▶ [EXERCISE]: Transcribe every entry exactly, leaving out any pictures.

^^^^^^^^

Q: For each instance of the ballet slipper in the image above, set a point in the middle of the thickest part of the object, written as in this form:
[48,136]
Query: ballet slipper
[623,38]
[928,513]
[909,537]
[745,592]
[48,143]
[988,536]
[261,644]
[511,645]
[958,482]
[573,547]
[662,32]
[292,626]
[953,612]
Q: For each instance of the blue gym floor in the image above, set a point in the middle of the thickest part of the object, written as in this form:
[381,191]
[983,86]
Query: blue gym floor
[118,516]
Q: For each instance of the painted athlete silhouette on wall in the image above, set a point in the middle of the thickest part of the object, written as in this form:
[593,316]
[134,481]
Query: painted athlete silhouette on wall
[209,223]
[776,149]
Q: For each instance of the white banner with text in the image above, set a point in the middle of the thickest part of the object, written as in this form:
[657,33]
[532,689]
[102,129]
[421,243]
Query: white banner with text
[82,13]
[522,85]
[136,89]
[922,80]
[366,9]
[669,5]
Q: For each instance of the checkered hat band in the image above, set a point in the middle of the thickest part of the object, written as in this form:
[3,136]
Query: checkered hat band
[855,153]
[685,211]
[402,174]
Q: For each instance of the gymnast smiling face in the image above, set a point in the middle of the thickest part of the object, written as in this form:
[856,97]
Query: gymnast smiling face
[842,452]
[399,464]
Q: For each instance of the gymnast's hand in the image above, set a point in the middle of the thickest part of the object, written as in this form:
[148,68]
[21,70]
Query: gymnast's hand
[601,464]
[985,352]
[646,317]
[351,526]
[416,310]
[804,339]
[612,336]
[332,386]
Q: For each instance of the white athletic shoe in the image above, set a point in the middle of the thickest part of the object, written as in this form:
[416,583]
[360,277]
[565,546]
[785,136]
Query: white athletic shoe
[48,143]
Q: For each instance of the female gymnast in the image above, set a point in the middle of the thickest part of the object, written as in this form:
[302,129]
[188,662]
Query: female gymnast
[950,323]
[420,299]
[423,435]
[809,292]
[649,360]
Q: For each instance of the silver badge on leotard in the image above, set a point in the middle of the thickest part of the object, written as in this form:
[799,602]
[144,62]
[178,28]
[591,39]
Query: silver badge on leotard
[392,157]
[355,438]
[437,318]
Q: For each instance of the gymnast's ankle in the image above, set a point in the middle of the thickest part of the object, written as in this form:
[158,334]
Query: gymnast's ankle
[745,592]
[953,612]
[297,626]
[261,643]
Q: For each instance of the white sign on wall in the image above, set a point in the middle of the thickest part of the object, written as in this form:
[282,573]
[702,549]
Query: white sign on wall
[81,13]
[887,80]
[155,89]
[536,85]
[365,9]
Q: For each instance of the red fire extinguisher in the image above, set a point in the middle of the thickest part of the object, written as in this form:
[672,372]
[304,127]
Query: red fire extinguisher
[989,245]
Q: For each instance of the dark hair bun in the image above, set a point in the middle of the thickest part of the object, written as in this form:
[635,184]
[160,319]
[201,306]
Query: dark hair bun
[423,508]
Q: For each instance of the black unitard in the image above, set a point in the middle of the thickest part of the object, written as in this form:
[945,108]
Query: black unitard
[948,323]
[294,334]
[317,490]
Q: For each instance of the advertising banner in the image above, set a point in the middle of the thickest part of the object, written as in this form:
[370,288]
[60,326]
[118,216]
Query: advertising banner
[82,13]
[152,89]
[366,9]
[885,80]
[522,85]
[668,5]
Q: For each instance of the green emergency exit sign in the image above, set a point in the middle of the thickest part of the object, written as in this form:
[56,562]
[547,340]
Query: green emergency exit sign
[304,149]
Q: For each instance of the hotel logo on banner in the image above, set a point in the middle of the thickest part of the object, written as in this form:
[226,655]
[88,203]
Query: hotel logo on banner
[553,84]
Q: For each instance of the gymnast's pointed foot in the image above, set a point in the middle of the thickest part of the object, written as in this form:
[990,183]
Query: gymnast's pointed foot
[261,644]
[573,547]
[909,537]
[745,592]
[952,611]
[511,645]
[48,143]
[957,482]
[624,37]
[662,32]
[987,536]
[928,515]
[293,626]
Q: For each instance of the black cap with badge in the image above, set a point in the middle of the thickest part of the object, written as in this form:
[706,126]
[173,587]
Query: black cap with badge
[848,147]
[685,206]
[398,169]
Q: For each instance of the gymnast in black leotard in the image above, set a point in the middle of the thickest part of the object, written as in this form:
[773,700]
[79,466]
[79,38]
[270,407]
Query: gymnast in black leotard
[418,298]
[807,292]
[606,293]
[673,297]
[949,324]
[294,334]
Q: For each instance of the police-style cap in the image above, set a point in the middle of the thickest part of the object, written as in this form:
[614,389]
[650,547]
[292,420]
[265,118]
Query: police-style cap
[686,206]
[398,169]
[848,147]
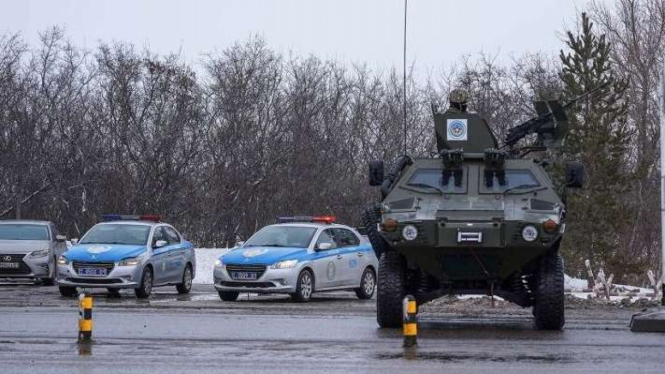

^^^^^^^^

▶ [ANSWER BELOW]:
Q: For each instance of the ballet slipper in the image above, set a point in the middle of the thickest part of the object, written as in this form:
[48,136]
Query: ballet slipper
[623,38]
[928,513]
[909,537]
[745,592]
[48,143]
[988,536]
[261,644]
[511,645]
[958,482]
[573,547]
[662,32]
[292,626]
[953,612]
Q: For each instance of the blue gym floor in the image above, set a point in the middle of the thickest part of the object, written as in this form:
[381,191]
[983,86]
Query: blue gym floor
[118,516]
Q: For each instance of the painted athlete silhouette on wall in the image above, set a point in the middle of the thickest part of the object, written as in this form:
[593,316]
[134,481]
Query: painted athlete silhouette on wall
[209,223]
[776,149]
Q: For each instance of the white banner with text in the image above, set a point in the middle of the thickest part of the object, written as in this form:
[657,33]
[532,689]
[102,129]
[421,243]
Query: white banner with text
[82,13]
[522,85]
[136,89]
[922,80]
[366,9]
[669,5]
Q: For each instance of the checkered hat band in the image above, set a point in the middle of the thickest part of the object, written as in this form:
[3,136]
Query: checkered hat band
[855,153]
[685,211]
[402,174]
Q: For each instance of the gymnast smiling face in the image above, set a point in the middle of the thickest part of the object, written as in this form:
[856,97]
Query: gymnast smiling face
[842,452]
[399,464]
Q: For each instance of the gymnast's hand in the image above, set a point in the middle of the thickest part of the object, written as in this form:
[148,68]
[21,70]
Query: gymnast's hand
[601,464]
[985,352]
[646,317]
[351,526]
[416,310]
[804,339]
[612,336]
[332,386]
Q: For each instance of the white athletic shoe in the image above, set a point in the middle of the thickest part of the object, written as in this form:
[416,583]
[360,277]
[565,546]
[785,136]
Query: white athletic shoe
[48,143]
Q: For each instance of the female gymnast in the image above, set a point in the middle of the thickest part of the object, written as in this form:
[302,129]
[188,662]
Query: female gymnast
[950,323]
[420,299]
[423,435]
[809,292]
[649,360]
Q: For each instance of the silver badge on leotard in the image above, set a point in the middle of the thickest part of the object, written as in this form:
[799,602]
[144,62]
[178,28]
[591,39]
Query: silver badge on leotard
[392,157]
[355,438]
[437,318]
Q: For each instance of the gymnast's ankle in the image above, set a point in the middle of the thickest part of the object, written as in this form:
[158,334]
Query: gymnast's ankle
[745,592]
[953,612]
[297,626]
[261,643]
Q: For each instance of the white sign on wall in the image above, set a point in the middle of the thickest part of the object, written as in this form:
[282,573]
[702,549]
Query: white sign on wall
[81,13]
[887,80]
[155,89]
[536,85]
[365,9]
Q: For each instance of the red fire extinguisher in the image above, set a point in the middle of the thickest part of the object, written as in this form:
[672,372]
[304,127]
Query: red fire extinguisher
[989,245]
Q: For each instance of the dark hair bun in the image above, set a point in the middle of the thickest part of the object, written as in this form:
[635,184]
[160,319]
[201,306]
Query: dark hair bun
[423,508]
Q: For each instance of the black unitard in the image above, set a point in the middle of the thickest part of the object, written as in this form:
[945,108]
Query: black unitard
[948,323]
[294,334]
[317,490]
Q: For each instance of the advertising banner in the image above, set a point in the middle of the thickest part of the object, written as in this form:
[370,288]
[60,326]
[118,216]
Query: advertising banner
[82,13]
[152,89]
[366,9]
[885,80]
[522,85]
[668,5]
Q: For each instance of the green emergency exit sign in the image above, set a point in the middle of the thickest part of the object, written as in this form:
[56,562]
[547,340]
Query: green emergency exit sign
[304,149]
Q: For each instance of the hotel logo on banner in the image above, set a point in the middle of the thickest part of the object, written as in this form:
[226,655]
[88,203]
Query: hotel logo on banner
[553,84]
Q: For each instance of the gymnast's pointed foot in the image above, set a point in the middle of the thickest part of the object, written as in this form:
[990,183]
Query: gymnast's pointed foot
[261,644]
[573,547]
[909,537]
[745,592]
[952,611]
[511,645]
[48,143]
[957,482]
[624,37]
[662,32]
[987,536]
[928,515]
[293,626]
Q: For each instance of the black cap with badge in the image above, set a point in the middle of the thickest part of the object, written as in this form:
[706,126]
[173,587]
Query: black cap with badge
[848,147]
[685,206]
[398,169]
Q: For each instance of the gymnast in black leotard in the image above, set a point in the middle of the thickest part of the object, written as in this form:
[773,700]
[79,466]
[79,38]
[270,407]
Query: gymnast in black leotard
[418,298]
[807,292]
[606,293]
[673,297]
[949,324]
[294,334]
Q: For each instance of the police-style cap in the image above, set a point in the middle of the thickest part of the object, written as in this form:
[614,389]
[650,547]
[292,420]
[265,118]
Query: police-style cap
[686,206]
[398,169]
[848,147]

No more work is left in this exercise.